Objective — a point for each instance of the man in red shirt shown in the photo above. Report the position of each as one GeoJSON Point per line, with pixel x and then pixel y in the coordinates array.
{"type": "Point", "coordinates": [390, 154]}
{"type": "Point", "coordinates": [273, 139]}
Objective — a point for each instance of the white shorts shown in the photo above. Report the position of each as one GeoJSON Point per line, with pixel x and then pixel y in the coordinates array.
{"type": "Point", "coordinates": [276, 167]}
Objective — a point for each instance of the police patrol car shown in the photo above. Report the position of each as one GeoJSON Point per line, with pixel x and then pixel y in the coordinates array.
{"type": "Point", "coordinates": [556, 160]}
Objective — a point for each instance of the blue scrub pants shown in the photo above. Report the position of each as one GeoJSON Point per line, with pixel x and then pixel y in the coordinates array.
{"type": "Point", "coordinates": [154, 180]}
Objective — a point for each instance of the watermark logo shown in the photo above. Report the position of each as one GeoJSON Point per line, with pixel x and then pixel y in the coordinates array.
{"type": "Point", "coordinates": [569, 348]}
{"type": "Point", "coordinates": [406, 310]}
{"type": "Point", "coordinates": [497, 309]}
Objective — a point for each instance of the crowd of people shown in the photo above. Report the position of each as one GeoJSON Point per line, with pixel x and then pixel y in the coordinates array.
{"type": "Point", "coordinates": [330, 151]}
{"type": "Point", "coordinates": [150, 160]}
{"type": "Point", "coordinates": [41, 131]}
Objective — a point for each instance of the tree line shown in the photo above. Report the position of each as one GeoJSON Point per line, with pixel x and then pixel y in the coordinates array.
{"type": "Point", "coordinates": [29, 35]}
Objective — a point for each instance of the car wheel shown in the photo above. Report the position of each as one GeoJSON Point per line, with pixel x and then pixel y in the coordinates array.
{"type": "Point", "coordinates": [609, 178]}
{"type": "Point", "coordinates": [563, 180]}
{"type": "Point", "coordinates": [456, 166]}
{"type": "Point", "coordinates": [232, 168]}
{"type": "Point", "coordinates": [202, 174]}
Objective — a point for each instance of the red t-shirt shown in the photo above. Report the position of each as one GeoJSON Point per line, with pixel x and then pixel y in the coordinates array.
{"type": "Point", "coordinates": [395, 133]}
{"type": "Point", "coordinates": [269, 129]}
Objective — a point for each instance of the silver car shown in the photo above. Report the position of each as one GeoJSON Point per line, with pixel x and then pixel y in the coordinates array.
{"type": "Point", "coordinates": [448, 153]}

▸ Exercise prompt
Starting at the line that contains "Objective — a point for each instance of the silver", reproduce every line verbatim through the final line above.

▸ Exercise output
Objective — a point for each instance of the silver car shown in the photo above. Report the position of each as one GeoJSON Point per line, with pixel x and then pixel y in the coordinates array.
{"type": "Point", "coordinates": [448, 153]}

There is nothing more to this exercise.